▶ _抜粋本文_:
========================
「うつせみとブラジル」について

さて、トンチトリオのレコーディングも無事終了しましたので、これから二週間、3月17日(日曜日)の旧グッゲンハイム邸ライブの宣伝を各SNSでしていこうと思います

自分の文章にどれほどの訴える力があるのかは分かんないんだけど、そんな自己客観な事柄などまじでどうでもよいくらいちょっとこれはとにかく是非とも一度聴いてほしいという音楽なんですようつせみは

ということを書いていきます

ということでほい
グ邸とチラシです
チラシの絵は中二のときの長女の作で、末っ子はなかなか絵であることを認識しなかった

うつせみの音楽をまともに認識したのはいつだったか
あれは1年前か、2年前か
季節はなんだったか
雨が降っていたかいなかったか
ツアーで黒田くんと一緒にゆすらごを車で出発し京都の街を抜けきって山科あたりを超えて京都東インターから高速に乗りかかる頃、黒田くんが
「稲田さん、ちょっと聞いて欲しい音源があるんですけど」
「を、何?きかせてよ」
「これ大好きな京都のバンドなんです」
っておもむろにゴソゴソと500ml缶ジュース態のJBLのモニターからかけだした音楽はサイケで深いグルーヴのエレクトリックドローンバンドで、音はわりと大きいのになんかとても静かに聴こえた
ゆったりとしているが遠くへ飛んでいこうとする力のある音楽だな
ライブ音源というよりライブをただ誰か客が勝手に録ったような音源なので音質は全然良くないのだが、ボーカルのざらざらした歌声もバンドの演奏もむちゃくちゃよくて
「なにこのバンドめちゃくちゃいいんだけど」
俺は運転しながら横目で確認すると黒田くんは顔の他のパーツはそのままで上唇の両端だけをクッとあげて
低い調子で
「いいでしょ」
========================
▶ _データ抜粋_:
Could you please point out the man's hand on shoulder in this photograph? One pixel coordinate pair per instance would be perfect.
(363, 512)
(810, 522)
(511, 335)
========================
▶ _指示 1_:
抜粋本文をもとに、次の問いに答えよ。
(a) 旧グッゲンハイム邸ライブは何月何日の何曜日に行われるか。
(b) チラシの絵は誰がいつ描いたものか。
(c) 黒田くんは音源を何から流したか。
▶ _指示 2_: 抜粋本文で、黒田くんが流した音源の音質が良くなかったのはなぜか。本文に書かれた理由を一〜三文で説明せよ。
▶ _指示 3_: 抜粋本文の一文「ゆったりとしているが遠くへ飛んでいこうとする力のある音楽だな」を英語に訳せ。

▶ _回答全文 1_:
(a) 3月17日、日曜日。
(b) 長女が中二のときに描いた。
(c) 500ml缶ジュース態のJBLのモニター。

▶ _回答全文 2_: その音源がライブ音源というより、ライブを客が勝手に録ったようなものだったからである。

▶ _回答全文 3_: It's laid-back music, but it has a force that seems to be trying to fly off somewhere far away.